» **Task to carry out**: Set down the entries below exactly as written.

» **The data**:
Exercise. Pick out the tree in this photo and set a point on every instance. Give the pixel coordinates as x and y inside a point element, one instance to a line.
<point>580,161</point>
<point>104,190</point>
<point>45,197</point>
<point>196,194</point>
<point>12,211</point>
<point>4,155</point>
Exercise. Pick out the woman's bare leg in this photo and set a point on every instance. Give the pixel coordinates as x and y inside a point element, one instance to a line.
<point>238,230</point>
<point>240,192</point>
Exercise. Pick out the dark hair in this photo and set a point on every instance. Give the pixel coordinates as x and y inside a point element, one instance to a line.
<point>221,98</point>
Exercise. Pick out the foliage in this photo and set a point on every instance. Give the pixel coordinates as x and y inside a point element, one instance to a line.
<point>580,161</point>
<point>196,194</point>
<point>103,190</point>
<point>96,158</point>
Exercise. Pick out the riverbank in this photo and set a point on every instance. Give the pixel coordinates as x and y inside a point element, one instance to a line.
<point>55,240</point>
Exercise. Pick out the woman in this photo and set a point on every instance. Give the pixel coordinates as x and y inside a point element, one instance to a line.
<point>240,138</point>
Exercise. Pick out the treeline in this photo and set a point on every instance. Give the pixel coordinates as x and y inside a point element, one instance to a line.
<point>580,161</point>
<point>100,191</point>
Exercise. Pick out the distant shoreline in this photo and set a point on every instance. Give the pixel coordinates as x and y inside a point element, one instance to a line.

» **Answer to this task**:
Exercise. Pick out the tree in this photo and set a point on every instance. Give the pixel coordinates as x and y inside a point element, one instance to a line.
<point>580,161</point>
<point>104,190</point>
<point>45,197</point>
<point>196,194</point>
<point>12,211</point>
<point>4,155</point>
Exercise. Pick out the woman's bare leg in this photo and set a point on every instance. Give the pixel coordinates as x and y inside a point element, one instance to a line.
<point>238,230</point>
<point>240,192</point>
Exercise. Pick out the dark hair in this photo and set a point on every instance. Give the pixel coordinates as x and y inside a point element, one instance to a line.
<point>221,98</point>
Exercise. Pick out the foliage in this photo and set a point on every instance. Give the pixel coordinates as x and y inside a point element, one instance to a line.
<point>580,161</point>
<point>196,194</point>
<point>103,190</point>
<point>96,158</point>
Exercise. Pick out the riverbank in this photo and set a point on every instance. Give the pixel coordinates as x and y inside a point element, one instance to a line.
<point>55,240</point>
Exercise. Pick out the woman in this photo and set a point on every instance. Give the pixel coordinates as x and y inside a point element, one instance to a line.
<point>240,138</point>
Exercise. Pick out the treeline in this photo and set a point on every instance. Give the pixel coordinates as x and y inside a point element, one instance to a line.
<point>580,161</point>
<point>100,191</point>
Exercise. Pick out the distant shoreline in this photo and set a point on every instance. Give the pixel coordinates as x and y inside a point element, one instance to a line.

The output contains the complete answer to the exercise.